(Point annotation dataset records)

----

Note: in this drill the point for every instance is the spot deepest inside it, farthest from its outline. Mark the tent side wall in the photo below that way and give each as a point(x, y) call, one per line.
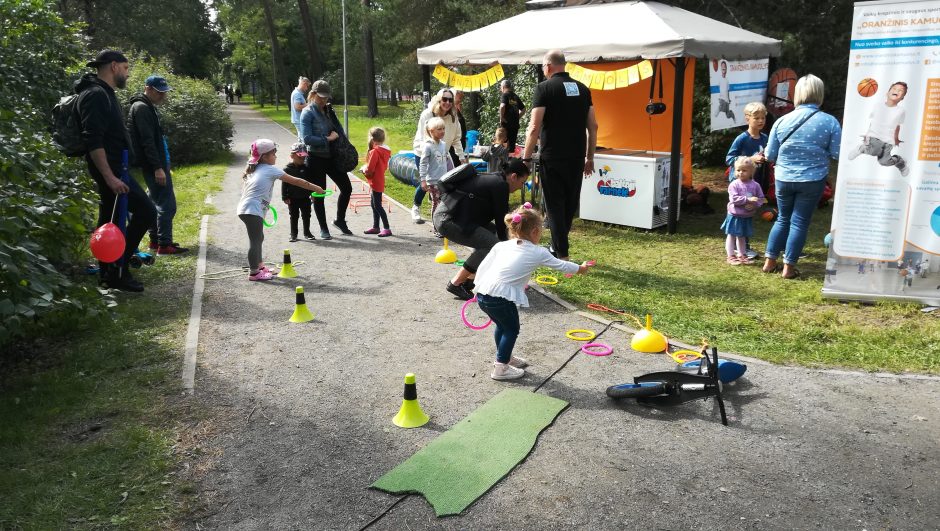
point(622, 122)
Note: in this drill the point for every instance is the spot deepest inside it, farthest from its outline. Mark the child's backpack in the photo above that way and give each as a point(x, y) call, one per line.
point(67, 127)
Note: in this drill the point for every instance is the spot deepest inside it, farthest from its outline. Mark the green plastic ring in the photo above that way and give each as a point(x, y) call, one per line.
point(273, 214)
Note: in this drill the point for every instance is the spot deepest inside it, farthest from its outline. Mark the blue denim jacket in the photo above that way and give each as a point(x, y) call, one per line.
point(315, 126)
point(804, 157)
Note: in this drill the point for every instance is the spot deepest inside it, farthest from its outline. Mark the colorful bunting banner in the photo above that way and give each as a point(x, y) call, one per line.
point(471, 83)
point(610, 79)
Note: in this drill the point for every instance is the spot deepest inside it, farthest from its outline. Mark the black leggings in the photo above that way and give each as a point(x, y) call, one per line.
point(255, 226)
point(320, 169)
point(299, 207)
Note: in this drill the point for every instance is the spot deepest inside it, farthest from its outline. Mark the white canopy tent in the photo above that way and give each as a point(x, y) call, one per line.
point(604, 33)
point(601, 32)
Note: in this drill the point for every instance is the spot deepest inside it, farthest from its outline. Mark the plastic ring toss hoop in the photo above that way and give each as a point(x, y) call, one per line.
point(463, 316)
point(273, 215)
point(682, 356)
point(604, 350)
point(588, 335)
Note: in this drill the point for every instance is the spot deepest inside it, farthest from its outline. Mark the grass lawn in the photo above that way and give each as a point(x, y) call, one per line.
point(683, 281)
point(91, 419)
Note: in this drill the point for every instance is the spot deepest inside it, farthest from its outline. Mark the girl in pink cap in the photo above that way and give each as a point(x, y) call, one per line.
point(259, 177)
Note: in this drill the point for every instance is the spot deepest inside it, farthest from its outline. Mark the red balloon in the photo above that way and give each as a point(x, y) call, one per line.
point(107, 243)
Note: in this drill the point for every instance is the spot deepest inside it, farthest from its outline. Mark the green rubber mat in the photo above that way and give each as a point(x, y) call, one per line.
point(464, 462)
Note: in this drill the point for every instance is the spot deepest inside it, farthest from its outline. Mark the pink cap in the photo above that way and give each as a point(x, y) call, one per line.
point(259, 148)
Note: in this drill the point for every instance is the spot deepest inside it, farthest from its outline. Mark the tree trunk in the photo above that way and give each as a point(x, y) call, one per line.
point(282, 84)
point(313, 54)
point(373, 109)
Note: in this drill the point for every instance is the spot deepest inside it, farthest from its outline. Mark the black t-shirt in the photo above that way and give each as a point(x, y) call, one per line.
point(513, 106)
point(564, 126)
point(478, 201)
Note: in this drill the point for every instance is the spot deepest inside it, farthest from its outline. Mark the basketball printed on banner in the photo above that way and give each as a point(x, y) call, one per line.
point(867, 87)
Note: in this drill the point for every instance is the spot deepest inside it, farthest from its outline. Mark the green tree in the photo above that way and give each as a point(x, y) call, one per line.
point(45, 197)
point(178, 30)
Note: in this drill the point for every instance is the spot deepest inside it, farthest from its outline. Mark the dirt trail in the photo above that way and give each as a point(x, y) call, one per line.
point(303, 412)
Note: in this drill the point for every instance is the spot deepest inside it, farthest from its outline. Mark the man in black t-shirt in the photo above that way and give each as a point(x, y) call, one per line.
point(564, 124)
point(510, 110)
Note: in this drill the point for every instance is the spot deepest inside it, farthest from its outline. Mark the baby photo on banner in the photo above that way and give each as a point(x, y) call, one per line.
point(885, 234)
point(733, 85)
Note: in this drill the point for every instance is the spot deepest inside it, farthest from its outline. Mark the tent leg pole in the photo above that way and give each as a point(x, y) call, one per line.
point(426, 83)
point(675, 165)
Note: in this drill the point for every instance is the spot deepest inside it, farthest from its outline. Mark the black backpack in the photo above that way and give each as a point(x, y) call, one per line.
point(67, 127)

----

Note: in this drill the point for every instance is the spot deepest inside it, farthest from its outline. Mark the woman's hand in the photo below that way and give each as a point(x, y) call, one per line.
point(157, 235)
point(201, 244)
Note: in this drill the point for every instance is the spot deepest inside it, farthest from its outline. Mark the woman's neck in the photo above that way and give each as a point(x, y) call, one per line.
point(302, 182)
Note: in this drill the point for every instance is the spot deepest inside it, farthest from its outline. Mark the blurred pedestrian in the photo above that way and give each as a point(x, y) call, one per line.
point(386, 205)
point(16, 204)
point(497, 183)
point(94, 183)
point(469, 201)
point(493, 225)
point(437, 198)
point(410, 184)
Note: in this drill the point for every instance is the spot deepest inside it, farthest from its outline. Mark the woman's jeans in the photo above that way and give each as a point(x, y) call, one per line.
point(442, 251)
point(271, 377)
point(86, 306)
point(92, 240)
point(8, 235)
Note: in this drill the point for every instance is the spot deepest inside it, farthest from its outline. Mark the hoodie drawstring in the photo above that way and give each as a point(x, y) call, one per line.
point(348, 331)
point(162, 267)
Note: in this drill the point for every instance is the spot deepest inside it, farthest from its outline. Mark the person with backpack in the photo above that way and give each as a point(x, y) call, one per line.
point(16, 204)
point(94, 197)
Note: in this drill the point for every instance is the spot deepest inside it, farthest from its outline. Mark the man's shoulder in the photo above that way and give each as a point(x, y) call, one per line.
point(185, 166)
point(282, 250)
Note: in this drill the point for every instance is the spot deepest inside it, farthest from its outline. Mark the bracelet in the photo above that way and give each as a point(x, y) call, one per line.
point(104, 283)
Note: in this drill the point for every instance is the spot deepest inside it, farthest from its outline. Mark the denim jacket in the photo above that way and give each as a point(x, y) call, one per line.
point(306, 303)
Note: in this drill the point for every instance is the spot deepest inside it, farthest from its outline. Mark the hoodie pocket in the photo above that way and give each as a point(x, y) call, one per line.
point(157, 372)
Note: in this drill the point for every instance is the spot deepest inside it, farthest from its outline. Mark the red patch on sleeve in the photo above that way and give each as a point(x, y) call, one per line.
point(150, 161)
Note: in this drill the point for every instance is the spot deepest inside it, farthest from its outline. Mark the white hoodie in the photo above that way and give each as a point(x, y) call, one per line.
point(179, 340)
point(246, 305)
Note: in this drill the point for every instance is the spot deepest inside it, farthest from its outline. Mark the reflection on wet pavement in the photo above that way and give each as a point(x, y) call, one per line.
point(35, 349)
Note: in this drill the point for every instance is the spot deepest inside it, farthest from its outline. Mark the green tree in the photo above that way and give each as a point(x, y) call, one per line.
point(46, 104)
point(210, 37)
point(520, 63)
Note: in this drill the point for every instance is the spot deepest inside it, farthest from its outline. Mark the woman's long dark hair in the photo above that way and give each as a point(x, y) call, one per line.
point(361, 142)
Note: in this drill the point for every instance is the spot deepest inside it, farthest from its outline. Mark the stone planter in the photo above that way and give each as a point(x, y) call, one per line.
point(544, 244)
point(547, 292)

----

- [Exercise] Copy the listing verbatim from the line with "Mark the denim" up to and including the line with "point(306, 303)".

- [Final result]
Note: in this drill the point for every instance is the spot deepest inside it, farthest from its outline. Mark the denim jacket in the photo above that way and give each as a point(x, y) call, one per line.
point(306, 303)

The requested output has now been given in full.